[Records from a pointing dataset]
:::::

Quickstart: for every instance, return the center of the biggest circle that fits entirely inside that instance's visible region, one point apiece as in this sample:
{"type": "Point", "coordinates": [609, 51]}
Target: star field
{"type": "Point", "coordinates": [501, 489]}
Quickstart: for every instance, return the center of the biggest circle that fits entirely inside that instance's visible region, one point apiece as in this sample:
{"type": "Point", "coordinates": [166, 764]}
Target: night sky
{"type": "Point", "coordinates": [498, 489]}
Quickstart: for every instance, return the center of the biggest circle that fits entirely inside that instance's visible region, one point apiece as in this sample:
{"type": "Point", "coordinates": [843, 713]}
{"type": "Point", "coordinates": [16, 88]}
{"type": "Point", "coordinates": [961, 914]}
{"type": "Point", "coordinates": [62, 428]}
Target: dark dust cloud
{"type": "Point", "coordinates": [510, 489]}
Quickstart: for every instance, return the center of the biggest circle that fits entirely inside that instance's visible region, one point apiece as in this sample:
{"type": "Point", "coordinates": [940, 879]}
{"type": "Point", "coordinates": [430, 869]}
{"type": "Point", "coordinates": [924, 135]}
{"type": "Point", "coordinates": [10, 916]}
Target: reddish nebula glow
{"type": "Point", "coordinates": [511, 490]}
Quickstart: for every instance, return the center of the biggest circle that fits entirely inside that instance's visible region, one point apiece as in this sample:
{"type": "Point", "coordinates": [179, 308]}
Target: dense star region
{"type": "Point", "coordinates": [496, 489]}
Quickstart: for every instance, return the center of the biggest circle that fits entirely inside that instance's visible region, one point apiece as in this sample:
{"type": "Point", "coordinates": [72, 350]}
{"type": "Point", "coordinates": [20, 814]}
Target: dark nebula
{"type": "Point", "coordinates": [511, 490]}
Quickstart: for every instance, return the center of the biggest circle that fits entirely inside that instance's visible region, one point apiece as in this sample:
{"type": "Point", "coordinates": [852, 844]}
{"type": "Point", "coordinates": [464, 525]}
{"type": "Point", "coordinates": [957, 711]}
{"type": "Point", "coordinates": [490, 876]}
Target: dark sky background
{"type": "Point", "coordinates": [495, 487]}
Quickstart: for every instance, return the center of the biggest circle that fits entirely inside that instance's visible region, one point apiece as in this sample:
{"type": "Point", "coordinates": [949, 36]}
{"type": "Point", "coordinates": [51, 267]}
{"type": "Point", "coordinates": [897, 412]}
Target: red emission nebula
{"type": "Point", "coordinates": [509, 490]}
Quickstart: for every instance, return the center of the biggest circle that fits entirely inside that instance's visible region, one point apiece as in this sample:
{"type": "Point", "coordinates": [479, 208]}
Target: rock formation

:::::

What this task involves:
Quote all of the records above verbatim, from the first line through the last, without altering any character.

Complete output:
Quickstart: for every instance, return the center of the biggest circle that fits entirely inside that instance's visible region, one point apiece as in this sample:
{"type": "Point", "coordinates": [609, 51]}
Target: star field
{"type": "Point", "coordinates": [501, 489]}
Quickstart: for every instance, return the center of the biggest circle that fits entirely inside that instance's visible region, one point apiece as in this sample:
{"type": "Point", "coordinates": [166, 764]}
Target: night sky
{"type": "Point", "coordinates": [498, 489]}
Quickstart: for every instance, return the center of the biggest circle that fits entirely inside that instance's visible region, one point apiece as in this sample:
{"type": "Point", "coordinates": [843, 713]}
{"type": "Point", "coordinates": [16, 88]}
{"type": "Point", "coordinates": [961, 914]}
{"type": "Point", "coordinates": [62, 428]}
Target: dark dust cloud
{"type": "Point", "coordinates": [510, 489]}
Quickstart: for every instance, return the center of the biggest circle that fits entirely inside that instance's visible region, one point apiece as in this sample:
{"type": "Point", "coordinates": [940, 879]}
{"type": "Point", "coordinates": [430, 869]}
{"type": "Point", "coordinates": [924, 135]}
{"type": "Point", "coordinates": [10, 916]}
Target: reddish nebula glow
{"type": "Point", "coordinates": [511, 490]}
Quickstart: for every instance, return the center of the biggest circle that fits entirely inside that instance's visible region, one point apiece as in this sample:
{"type": "Point", "coordinates": [179, 308]}
Target: dense star region
{"type": "Point", "coordinates": [496, 489]}
Quickstart: for every instance, return the center of the biggest circle that fits entirely inside that instance's visible region, one point apiece as in this sample:
{"type": "Point", "coordinates": [72, 350]}
{"type": "Point", "coordinates": [20, 814]}
Target: dark nebula
{"type": "Point", "coordinates": [511, 490]}
Quickstart: for every instance, return the center of the biggest circle that fits entirely inside that instance's visible region, one point apiece as in this sample:
{"type": "Point", "coordinates": [852, 844]}
{"type": "Point", "coordinates": [464, 525]}
{"type": "Point", "coordinates": [957, 711]}
{"type": "Point", "coordinates": [490, 876]}
Target: dark sky background
{"type": "Point", "coordinates": [495, 487]}
Quickstart: for every instance, return the center of the biggest circle that fits entirely inside that instance's visible region, one point apiece as in this sample:
{"type": "Point", "coordinates": [949, 36]}
{"type": "Point", "coordinates": [51, 267]}
{"type": "Point", "coordinates": [897, 412]}
Target: red emission nebula
{"type": "Point", "coordinates": [509, 490]}
Quickstart: for every instance, return the center of the biggest circle that fits entirely inside that instance's visible region, one point apiece as in this sample:
{"type": "Point", "coordinates": [479, 208]}
Target: rock formation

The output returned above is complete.